PROMPT:
Repeat the records below exactly, leaving out any pictures.

DATA EXCERPTS:
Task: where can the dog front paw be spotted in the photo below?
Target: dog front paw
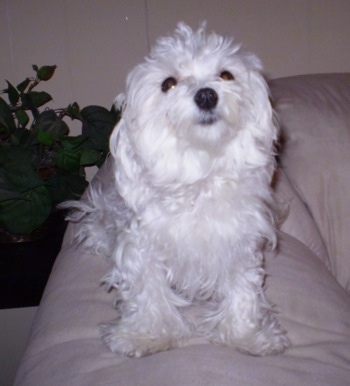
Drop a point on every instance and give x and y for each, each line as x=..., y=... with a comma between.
x=133, y=345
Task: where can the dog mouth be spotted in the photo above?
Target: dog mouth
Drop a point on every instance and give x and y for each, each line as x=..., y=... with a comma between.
x=208, y=119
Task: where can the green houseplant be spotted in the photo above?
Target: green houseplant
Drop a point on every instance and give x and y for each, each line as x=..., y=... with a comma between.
x=40, y=164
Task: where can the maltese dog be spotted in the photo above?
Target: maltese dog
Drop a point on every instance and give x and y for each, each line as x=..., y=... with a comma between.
x=188, y=209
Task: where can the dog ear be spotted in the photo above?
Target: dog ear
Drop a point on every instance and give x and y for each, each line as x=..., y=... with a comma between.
x=120, y=102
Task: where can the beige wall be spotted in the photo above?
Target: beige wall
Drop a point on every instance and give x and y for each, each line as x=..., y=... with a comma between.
x=95, y=42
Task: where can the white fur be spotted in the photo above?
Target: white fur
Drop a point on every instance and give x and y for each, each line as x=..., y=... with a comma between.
x=189, y=207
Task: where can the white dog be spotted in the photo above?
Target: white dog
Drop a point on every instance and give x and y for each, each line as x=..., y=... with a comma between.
x=189, y=208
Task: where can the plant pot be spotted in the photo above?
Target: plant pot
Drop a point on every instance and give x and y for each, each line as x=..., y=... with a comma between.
x=26, y=262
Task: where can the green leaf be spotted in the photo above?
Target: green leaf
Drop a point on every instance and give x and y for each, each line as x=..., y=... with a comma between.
x=45, y=72
x=90, y=157
x=7, y=122
x=45, y=138
x=7, y=191
x=22, y=176
x=98, y=123
x=23, y=85
x=66, y=186
x=73, y=111
x=22, y=117
x=12, y=93
x=67, y=159
x=49, y=122
x=23, y=216
x=74, y=142
x=35, y=99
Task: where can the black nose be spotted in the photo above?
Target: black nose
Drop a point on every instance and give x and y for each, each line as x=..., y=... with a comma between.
x=206, y=98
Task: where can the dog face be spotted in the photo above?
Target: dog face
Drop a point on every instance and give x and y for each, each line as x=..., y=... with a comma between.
x=191, y=100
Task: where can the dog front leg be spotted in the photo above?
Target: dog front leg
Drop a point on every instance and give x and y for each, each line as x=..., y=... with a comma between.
x=247, y=320
x=150, y=320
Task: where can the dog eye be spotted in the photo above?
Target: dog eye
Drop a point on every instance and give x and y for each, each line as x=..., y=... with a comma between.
x=226, y=75
x=168, y=84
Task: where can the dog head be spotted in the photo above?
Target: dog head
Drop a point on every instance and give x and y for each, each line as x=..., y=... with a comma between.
x=198, y=101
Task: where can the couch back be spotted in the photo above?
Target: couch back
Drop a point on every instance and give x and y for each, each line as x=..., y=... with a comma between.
x=314, y=111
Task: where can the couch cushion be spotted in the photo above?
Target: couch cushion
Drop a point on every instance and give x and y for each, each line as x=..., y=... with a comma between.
x=65, y=348
x=315, y=115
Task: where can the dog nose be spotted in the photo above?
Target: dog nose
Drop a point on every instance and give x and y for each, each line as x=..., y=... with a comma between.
x=206, y=98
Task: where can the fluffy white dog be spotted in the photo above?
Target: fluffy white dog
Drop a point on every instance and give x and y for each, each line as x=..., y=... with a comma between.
x=189, y=208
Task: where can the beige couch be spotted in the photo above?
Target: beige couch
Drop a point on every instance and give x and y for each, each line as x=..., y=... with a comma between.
x=309, y=277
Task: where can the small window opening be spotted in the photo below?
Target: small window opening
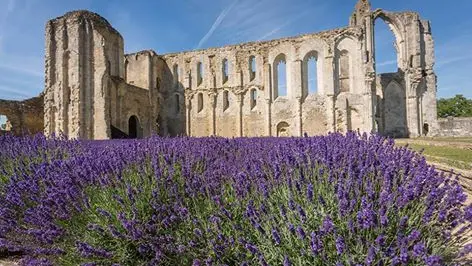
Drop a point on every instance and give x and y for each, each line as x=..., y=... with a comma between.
x=252, y=67
x=225, y=70
x=253, y=98
x=225, y=100
x=200, y=102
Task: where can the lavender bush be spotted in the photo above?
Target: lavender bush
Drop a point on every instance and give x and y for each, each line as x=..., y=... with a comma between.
x=334, y=200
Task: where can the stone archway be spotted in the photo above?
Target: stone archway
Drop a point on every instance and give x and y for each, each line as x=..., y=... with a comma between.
x=396, y=28
x=395, y=110
x=283, y=129
x=133, y=127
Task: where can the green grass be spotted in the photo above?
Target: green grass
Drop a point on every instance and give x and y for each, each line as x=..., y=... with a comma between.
x=452, y=156
x=448, y=139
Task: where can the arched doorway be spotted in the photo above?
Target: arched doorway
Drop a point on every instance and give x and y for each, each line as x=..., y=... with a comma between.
x=5, y=124
x=388, y=44
x=283, y=129
x=133, y=127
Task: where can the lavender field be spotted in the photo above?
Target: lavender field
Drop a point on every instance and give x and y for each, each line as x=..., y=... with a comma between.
x=333, y=200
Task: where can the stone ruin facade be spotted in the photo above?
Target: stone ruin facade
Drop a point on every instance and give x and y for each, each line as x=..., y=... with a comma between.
x=95, y=91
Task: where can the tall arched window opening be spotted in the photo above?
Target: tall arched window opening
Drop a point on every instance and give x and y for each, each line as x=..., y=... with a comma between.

RESPONSE TO THE TASK:
Task: where can the dog front paw be spotted in the photo below?
Target: dog front paw
Drop a point on every instance and give x and y for each, each line as x=..., y=... with a comma between.
x=133, y=345
Task: where can the dog mouth be spotted in the photo above?
Target: dog mouth
Drop a point on every instance and give x and y for each, each line as x=..., y=... with a comma between.
x=208, y=119
Task: where can the green houseplant be spotted in the photo above?
Target: green houseplant
Drop a point on every instance and give x and y for each, each line as x=..., y=... with a comma between.
x=40, y=164
Task: where can the maltese dog be spotted in the photo above?
Target: maltese dog
Drop a point on every instance and give x and y for each, each line as x=..., y=... with a comma between.
x=188, y=209
Task: where can the dog ear be spotted in the photo above?
Target: dog ear
Drop a point on every instance and give x and y for each, each line as x=..., y=... with a comma between.
x=120, y=102
Task: where can the beige wall be spotted in the photo above?
Target: beige wall
Drop a point on every instance and give x and y for each, each line as x=..., y=... with a comma between.
x=95, y=42
Task: where can the white fur be spotted in the photo above?
Target: white fur
Drop a point on every instance and give x and y for each, each line as x=..., y=... with a comma between.
x=189, y=207
Task: where can the white dog be spotted in the photo above?
Target: white dog
Drop a point on every instance and give x and y for each, each line as x=..., y=... with a comma between.
x=189, y=208
Task: where can the plant pot be spotted in the photo above?
Target: plant pot
Drop a point on every instance and give x and y for each, each line as x=..., y=... with a comma between.
x=26, y=262
Task: where can the green leaf be spotted in the photo above?
Target: green leaf
Drop a point on every instance and give x and y for each, each line as x=..., y=... with a comma between.
x=45, y=72
x=90, y=157
x=7, y=122
x=45, y=138
x=7, y=191
x=22, y=176
x=98, y=123
x=23, y=85
x=66, y=186
x=73, y=111
x=22, y=117
x=12, y=93
x=67, y=159
x=49, y=122
x=23, y=216
x=74, y=142
x=35, y=99
Task: where can the black nose be spotted in the photo above?
Target: black nose
Drop a point on every instance and give x and y for each, each line as x=..., y=... with a comma between.
x=206, y=98
Task: where can the dog face be spotted in the photo above?
Target: dog face
Drop a point on every instance and give x and y for each, each line as x=..., y=... with a comma between.
x=191, y=100
Task: where can the dog front leg be spotted in the photo above?
Target: dog front leg
Drop a point on every instance and give x and y for each, each line as x=..., y=... with a comma between.
x=247, y=320
x=150, y=320
Task: where can the dog eye be spotted in the photo above?
Target: dog eye
Drop a point on every instance and give x and y for each, each line as x=..., y=... with a comma between.
x=226, y=75
x=168, y=84
Task: where can the dog head be spotted in the photo above?
Target: dog head
Drop a point on every instance and give x and y for each, each line as x=..., y=... with a comma between.
x=198, y=101
Task: where can the couch back be spotted in the photo above?
Target: couch back
Drop a point on every instance and give x and y for each, each line as x=..., y=... with a comma between.
x=314, y=111
Task: where can the couch cushion be spotted in the photo above?
Target: couch cushion
Drop a point on every instance and give x and y for each, each line as x=..., y=... with a comma between.
x=65, y=348
x=315, y=115
Task: where can the dog nose be spotted in the photo above?
Target: dog nose
Drop a point on every instance and give x and y for each, each line as x=..., y=... with a comma between.
x=206, y=98
Task: where can the fluffy white dog be spotted in the photo above?
Target: fluffy white dog
Drop a point on every instance and give x and y for each, each line as x=..., y=... with a comma between.
x=189, y=208
Task: where can the beige couch be spotted in the photo above?
Target: beige couch
Drop a point on every instance and give x and y for each, each line as x=..., y=... with a comma between.
x=309, y=277
Task: where can the small window opening be spotted in the photo below?
Target: small window opening
Drop a point on every instance and give x and y for each, each line as x=..., y=... with a comma between.
x=252, y=67
x=225, y=70
x=253, y=98
x=225, y=100
x=200, y=102
Task: where can the lavender bush be spotted in the photo above?
Target: lavender bush
Drop a point on every instance and give x and y for each, each line as x=..., y=... with a comma between.
x=334, y=200
Task: where can the stone archway be spotted in the photo above?
Target: stone archway
Drop a point on every instance and give x and y for each, each line as x=..., y=... with a comma between.
x=396, y=28
x=395, y=110
x=283, y=129
x=133, y=127
Task: where can the green grass be spotted in the photo above?
Target: green grass
Drop a point on every instance and give x and y for each, each line as x=..., y=... with a comma between.
x=452, y=156
x=448, y=139
Task: where can the arched doorway be spotted in the photo above?
Target: arched doorway
Drop a point on every instance and give x and y for each, each line as x=..., y=... with a comma between.
x=5, y=124
x=388, y=44
x=283, y=129
x=133, y=127
Task: where can the lavender field be spotted in the photo above?
Target: lavender field
Drop a point on every instance and give x and y for each, each line as x=..., y=... with a comma between.
x=333, y=200
Task: where can the stone ruin facade be spotted in the photo above?
Target: stone ruin facade
Drop a point on every instance and give x and y for each, each line as x=..., y=... with a comma between.
x=95, y=91
Task: where can the tall arched window opening be spotted in the photo above?
Target: tall arched window opening
Drop a point on every instance and give x and y for each, each line as x=..., y=... with a comma between.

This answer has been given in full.